▸ Task to carry out:
Your answer is a copy of every line in the records where "wall" appears.

▸ The data:
::::

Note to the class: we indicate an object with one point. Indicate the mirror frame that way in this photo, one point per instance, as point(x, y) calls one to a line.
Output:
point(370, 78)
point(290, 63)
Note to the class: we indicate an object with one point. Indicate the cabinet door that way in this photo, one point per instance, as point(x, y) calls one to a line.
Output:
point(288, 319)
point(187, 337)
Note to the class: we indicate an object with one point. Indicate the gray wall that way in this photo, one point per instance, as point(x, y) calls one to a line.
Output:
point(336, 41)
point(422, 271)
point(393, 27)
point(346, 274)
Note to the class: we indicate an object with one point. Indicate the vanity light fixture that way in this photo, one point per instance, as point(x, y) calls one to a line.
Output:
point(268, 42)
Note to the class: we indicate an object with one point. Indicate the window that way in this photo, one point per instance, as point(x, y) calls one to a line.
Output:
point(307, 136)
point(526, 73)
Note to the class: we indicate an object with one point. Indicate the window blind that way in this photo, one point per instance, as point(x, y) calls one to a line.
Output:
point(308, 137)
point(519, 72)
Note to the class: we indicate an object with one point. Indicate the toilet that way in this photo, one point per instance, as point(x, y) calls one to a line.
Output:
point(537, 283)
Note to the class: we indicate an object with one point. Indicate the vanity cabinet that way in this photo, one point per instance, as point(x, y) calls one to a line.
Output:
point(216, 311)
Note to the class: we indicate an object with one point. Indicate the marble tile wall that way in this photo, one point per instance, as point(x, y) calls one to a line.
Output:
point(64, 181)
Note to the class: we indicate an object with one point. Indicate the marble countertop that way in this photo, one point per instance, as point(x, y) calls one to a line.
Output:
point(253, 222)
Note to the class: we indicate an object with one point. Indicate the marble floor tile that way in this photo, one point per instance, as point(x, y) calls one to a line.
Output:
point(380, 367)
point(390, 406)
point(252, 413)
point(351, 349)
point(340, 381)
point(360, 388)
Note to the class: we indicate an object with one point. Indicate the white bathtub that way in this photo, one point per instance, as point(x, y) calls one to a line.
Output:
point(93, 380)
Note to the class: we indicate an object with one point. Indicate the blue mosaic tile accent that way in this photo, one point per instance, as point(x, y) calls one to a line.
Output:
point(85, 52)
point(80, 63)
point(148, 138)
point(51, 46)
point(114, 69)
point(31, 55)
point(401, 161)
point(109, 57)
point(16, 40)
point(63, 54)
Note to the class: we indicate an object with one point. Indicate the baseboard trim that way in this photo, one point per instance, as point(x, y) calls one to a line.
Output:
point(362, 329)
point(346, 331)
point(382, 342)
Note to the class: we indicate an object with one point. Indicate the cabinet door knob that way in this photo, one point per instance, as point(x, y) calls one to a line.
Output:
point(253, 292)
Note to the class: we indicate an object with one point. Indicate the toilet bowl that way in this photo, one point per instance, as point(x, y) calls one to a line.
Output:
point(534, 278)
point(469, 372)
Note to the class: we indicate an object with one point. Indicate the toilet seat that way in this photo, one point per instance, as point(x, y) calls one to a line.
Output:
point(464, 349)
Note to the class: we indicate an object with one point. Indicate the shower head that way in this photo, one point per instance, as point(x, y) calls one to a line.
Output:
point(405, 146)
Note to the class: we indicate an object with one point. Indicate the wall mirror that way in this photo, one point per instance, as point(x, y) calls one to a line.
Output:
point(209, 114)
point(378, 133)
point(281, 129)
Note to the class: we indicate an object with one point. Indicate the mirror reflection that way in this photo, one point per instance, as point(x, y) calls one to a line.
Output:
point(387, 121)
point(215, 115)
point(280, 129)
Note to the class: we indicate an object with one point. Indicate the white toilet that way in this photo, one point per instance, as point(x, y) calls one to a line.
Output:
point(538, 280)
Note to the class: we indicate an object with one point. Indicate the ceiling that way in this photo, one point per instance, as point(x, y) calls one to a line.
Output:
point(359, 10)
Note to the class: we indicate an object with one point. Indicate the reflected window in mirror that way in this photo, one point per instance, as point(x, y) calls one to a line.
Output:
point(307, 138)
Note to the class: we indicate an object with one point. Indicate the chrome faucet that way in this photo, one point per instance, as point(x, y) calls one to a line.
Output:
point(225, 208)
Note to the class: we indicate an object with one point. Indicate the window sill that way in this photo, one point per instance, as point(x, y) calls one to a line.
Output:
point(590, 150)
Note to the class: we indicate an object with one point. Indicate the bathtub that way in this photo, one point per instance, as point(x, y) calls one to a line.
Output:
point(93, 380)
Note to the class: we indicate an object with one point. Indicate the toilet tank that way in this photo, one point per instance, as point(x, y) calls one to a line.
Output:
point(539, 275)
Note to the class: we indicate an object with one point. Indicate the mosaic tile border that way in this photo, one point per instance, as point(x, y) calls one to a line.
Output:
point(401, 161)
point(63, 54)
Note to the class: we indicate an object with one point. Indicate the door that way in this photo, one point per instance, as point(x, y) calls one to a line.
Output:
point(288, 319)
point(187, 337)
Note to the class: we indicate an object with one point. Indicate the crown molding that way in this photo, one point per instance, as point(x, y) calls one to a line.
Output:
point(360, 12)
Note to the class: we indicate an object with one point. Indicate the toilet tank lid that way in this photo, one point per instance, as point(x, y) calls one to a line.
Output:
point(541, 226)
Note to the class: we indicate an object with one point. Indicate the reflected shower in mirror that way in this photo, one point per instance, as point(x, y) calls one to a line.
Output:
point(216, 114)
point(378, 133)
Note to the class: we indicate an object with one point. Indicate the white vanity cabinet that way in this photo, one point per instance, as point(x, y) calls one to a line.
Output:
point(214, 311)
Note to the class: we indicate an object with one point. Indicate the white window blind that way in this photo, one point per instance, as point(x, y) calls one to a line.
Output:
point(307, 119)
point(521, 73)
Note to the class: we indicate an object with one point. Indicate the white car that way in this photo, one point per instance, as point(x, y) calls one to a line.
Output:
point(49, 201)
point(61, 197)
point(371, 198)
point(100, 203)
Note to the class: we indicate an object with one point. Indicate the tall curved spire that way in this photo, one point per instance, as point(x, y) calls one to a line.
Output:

::::

▸ Answer to this problem:
Note to the class: we indicate an object with one point. Indicate the gray wall that way in this photo, one point per instance, as point(x, y) calls one to a line.
Note to the class: we indicate an object with one point. Indicate the marble tile wall that way in this photo, one point per instance, as point(x, y) calls one to a line.
Note to the class: we indicate an object with one point. Indicate the wall mirror that way in this photo, one point per instance, as point(x, y) calls one to a line.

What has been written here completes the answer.